Short problem 1:
Count the lines in the listing that contain the string "building", treating case as significant, and give only the number.

Extract to read:
# Pellets



## knockmoreben (Nov 18, 2013)

Hey lads,

Anybody know a UK source for smoking pellets. Not the easiest to find.?!

Ben:help:


----------



## kc5tpy (Nov 19, 2013)

Hello Ben.  I have set you my recommendations.  Good luck.

Danny


----------



## wade (Nov 19, 2013)

Hi Ben

The BBQ grade ones I use regularly are CookShack and you will be able to find the sole UK distributor for these through Google. They come in 20 lb bags and they do a great job. I mostly use the Oak and the Hickory chips and they give a reliable good clean tasting smoke.


----------



## smokin monkey (Nov 19, 2013)

Hi Danny, can you please send me your recommendations, All recommendation  from all members appreciated.

Steve


----------



## kc5tpy (Nov 19, 2013)

Hello Steve.  I will send you my link and a link to the place Wade recommended.  Thanks for that Wade.  Added to my favourites.  Now we are cooking with gas!  Sharing info.  Keep 'em coming.

Danny


----------



## markuk (Nov 21, 2013)

We came accross pellets in Germany on our last visit there (see 1st photo of my friend Dave "smoking" on one)  and large lumps around half the size of a coke Can (2nd pic) and pressed  which were made from the left overs of wine production  - however the company at the time could not release them for sale for home use as they need a Licence and there are so many enviromental rules in Germany ( the Pub Landlord is right !)

Think they'd be really interesting to cook with ....













P1090984.JPG



__ markuk
__ Nov 21, 2013


















P1090985.JPG



__ markuk
__ Nov 21, 2013


----------



## wade (Nov 21, 2013)

Hi Mark

Wow they are quite a size... For burning like small chunks of wood with the charcoal they would probably be fine but for use in a AMNPS style cold smoke generator or in a hopper feed hot smoke generator I think they could be a bit of a challenge!


----------



## knockmoreben (Nov 21, 2013)

thanks guys for the response. im constantly on the look out for simpler solution. ive even planed and sanded solid oak for dust.

those coke can sized pellets have given me an idea mark..watch this space!!


----------



## markuk (Nov 21, 2013)

Note they are about HALF the size of coke cans :-)


----------



## smokin monkey (Nov 21, 2013)

Be interested to see what knockmoreben comes up with!


----------



## kc5tpy (Nov 21, 2013)

Just what I love to see.  Folks who tinker.  I know most/all of you have designed/built smokers or at least modified your smoker.  I have always said "if I can see how it's made...".  C'Mon Wade; a little bilateral thinking is needed here.  Just bang around on that hopper a little with a large enough hammer and I'll bet those chunks would fall right into place.  
	

	
	
		
		



		
		
	


	





    Interesting stuff.  Thanks for posting Mark.  We need a distributor in the U.K..  Ben; you have me intrigued to see what your idea is.  
	

	
	
		
		



		
		
	


	





   I'm in.  Have fun.  Keep Smokin!

Danny


----------



## markuk (Nov 22, 2013)

Record list:
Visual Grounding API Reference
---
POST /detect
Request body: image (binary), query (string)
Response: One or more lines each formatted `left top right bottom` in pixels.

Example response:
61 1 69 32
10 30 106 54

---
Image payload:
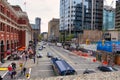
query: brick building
48 18 59 41
0 0 32 59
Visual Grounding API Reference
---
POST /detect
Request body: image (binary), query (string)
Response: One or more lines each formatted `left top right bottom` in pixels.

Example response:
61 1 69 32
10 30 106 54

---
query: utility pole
69 0 72 35
91 0 94 30
81 0 84 30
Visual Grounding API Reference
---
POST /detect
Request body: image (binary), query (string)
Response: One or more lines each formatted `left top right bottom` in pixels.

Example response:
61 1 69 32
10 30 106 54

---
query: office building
0 0 32 60
59 0 103 33
103 6 115 31
115 0 120 30
31 17 41 42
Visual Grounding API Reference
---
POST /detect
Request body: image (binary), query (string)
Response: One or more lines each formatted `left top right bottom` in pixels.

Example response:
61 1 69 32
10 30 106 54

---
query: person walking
12 70 17 78
21 67 27 76
33 55 35 64
8 65 13 75
11 62 16 70
0 75 3 80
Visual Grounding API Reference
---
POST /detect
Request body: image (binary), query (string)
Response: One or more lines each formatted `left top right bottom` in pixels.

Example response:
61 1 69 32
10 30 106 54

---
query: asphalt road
31 42 100 78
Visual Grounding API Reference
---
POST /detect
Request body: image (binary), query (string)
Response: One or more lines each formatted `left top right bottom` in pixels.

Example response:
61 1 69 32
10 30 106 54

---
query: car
37 53 43 58
47 52 53 58
98 66 118 72
83 69 95 74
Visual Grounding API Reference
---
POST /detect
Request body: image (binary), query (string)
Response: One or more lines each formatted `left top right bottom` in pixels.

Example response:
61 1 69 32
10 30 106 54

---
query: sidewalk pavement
0 59 37 77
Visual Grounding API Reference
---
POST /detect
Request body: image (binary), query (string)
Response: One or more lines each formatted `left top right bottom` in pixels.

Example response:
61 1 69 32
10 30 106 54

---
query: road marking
27 68 32 79
51 48 75 65
2 71 8 78
38 70 53 72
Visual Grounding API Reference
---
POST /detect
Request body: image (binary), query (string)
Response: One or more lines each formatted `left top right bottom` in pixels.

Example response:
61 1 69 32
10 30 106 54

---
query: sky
8 0 115 32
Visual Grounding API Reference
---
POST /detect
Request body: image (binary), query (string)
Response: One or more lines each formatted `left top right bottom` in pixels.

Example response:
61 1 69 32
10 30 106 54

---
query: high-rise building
115 0 120 29
31 17 41 42
60 0 103 33
48 18 59 41
0 0 32 62
103 6 115 30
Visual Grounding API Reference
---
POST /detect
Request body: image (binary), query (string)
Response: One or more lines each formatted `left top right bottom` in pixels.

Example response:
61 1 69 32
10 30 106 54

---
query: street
31 42 100 78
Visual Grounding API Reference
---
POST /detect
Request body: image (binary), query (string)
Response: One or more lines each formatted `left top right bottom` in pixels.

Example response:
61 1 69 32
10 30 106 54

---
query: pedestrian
10 71 13 79
8 65 13 75
23 67 26 76
0 75 3 80
33 56 35 64
11 62 16 69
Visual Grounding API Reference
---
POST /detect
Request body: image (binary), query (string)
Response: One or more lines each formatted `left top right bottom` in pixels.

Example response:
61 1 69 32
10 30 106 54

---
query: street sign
0 67 8 71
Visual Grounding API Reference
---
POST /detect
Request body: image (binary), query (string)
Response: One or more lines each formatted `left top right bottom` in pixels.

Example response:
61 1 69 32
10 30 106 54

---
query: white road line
27 68 32 80
38 70 53 72
2 71 8 78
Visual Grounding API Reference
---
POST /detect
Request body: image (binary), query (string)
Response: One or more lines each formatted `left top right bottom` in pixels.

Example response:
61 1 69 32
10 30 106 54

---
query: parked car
47 52 53 58
98 66 118 72
83 69 95 74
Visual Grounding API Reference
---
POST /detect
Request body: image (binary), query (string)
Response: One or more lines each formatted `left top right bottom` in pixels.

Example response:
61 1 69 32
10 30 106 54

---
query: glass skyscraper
103 6 115 30
60 0 103 31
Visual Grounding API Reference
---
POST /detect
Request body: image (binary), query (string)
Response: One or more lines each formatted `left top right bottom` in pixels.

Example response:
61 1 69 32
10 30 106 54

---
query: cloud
8 0 60 32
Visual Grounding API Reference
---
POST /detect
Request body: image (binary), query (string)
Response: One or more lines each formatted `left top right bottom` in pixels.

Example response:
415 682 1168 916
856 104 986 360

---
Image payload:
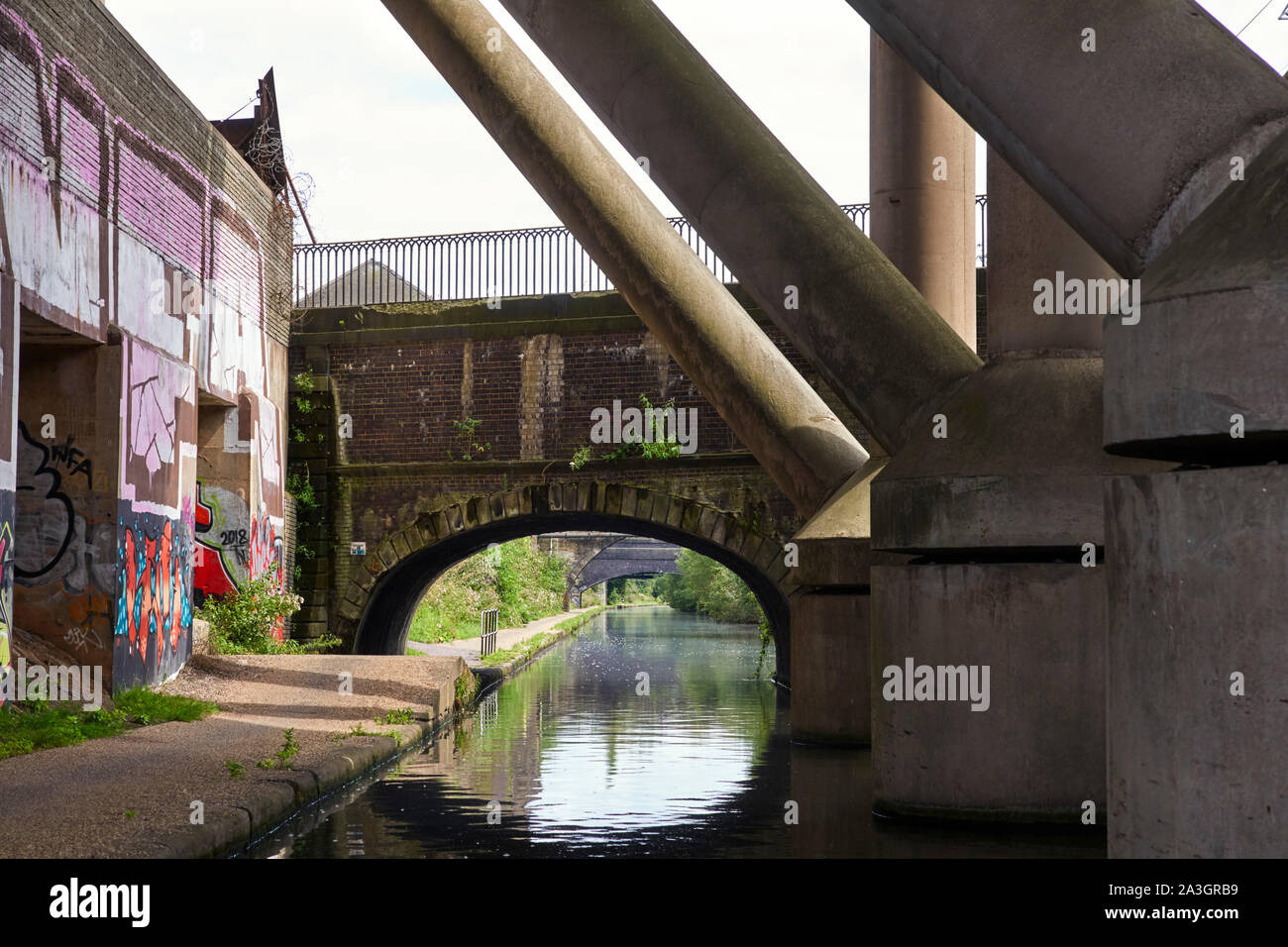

Short problem 2:
Can you carry on the forum thread about UK smoking pellets from the point where it stops?

Reply 1:
3

Reply 2:
We were shown the "factory" as part of an Enviromental Day on our exchange trip.....   we were a bit puzzled how it was all financed but think it was partly from the Wine Production trade which is HUGE in the region we go as a way of using up all the old bits of grapes that gets thrown away - possibly there's some EEU money too....

It just amazed me that they couldn't sell them for home use atm - I basically said what harm can they do and there was just some shoulder shrugging..... got a feeling they might me exporting them to other countriies for use in small power stations but it was a bit of a mystery.

Ben - they were made under VERY high presuure with big machines to squeeze the juice out and compact them so good luck


----------



## wade (Nov 22, 2013)

KC5TPY said:


> Just what I love to see.  Folks who tinker.  I know most/all of you have designed/built smokers or at least modified your smoker.  I have always said "if I can see how it's made...".  C'Mon Wade; a little bilateral thinking is needed here.  Just bang around on that hopper a little with a large enough hammer and I'll bet those chunks would fall right into place.
> 
> 
> 
> ...


Bah! Humbug! It will never work - I just know it wont. They don't call me "Mr Optimistic" for nothing! 
	

	
	
		
		



		
		
	


	





LOL


----------



## baz senior (Nov 23, 2013)

Hi Mark, I have to ask, what are the pellets made from?
Are they destined for food grade smoking,or are they pellets for domestic and industrial boilers?

Iam only asking, as they might not have the right wood in them and may be mixed with soft wood,or from saw mills where lubes are used on the machinery.
But, if they are food grade, let me know what diameter they are, I may have a cunning plan! Thumbs Up

Edit. Whoops, just re-read the thread and I notice they are not available. So that's my cunning plan up in smoke. I will persevere though, I think I might be on to a homebrew tube pellet smoker over this side of the water.
When I have finished messing about with my other projects, I'll have a look at it.


----------



## smokin monkey (Nov 23, 2013)

Hi Baz Senior, you have answered my question regarding what is  the difference between heating pellets and smoking pellets.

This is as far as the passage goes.